# Aim
Reproduce every item below word for word, leaving out the pictures.
<<<<
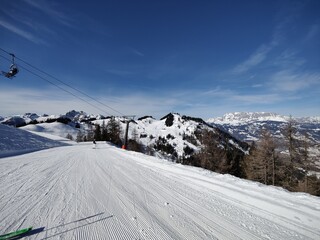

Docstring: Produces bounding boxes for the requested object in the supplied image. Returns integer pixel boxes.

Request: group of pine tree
[244,119,320,196]
[69,118,320,196]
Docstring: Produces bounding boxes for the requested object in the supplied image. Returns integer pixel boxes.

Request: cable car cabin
[2,53,19,78]
[4,64,19,78]
[2,64,19,78]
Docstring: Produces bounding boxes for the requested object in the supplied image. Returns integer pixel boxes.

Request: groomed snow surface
[0,128,320,240]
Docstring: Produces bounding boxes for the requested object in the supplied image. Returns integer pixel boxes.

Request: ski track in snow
[0,143,320,240]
>>>>
# Exercise solution
Docstring: Produces bounding boxes for the requested object in the supplied image. Returns integer pixel boxes.

Request: group of pine tree
[244,119,320,196]
[69,118,320,196]
Docstring: Produces bounding boxes for the requested object in the supplied image. Returns integer pixel boxes.

Request: cable car cabin
[2,53,19,78]
[4,64,19,78]
[2,64,19,78]
Docstring: Produces bounding boxes for the requested object in the supplied image. Returns integer pixel boxes.

Request: groomed snow surface
[0,128,320,240]
Docstring: Produces bounding boxes for the requested object in the supplied image. Returns integer pixel boxes.

Request: ski track in snow
[0,143,320,240]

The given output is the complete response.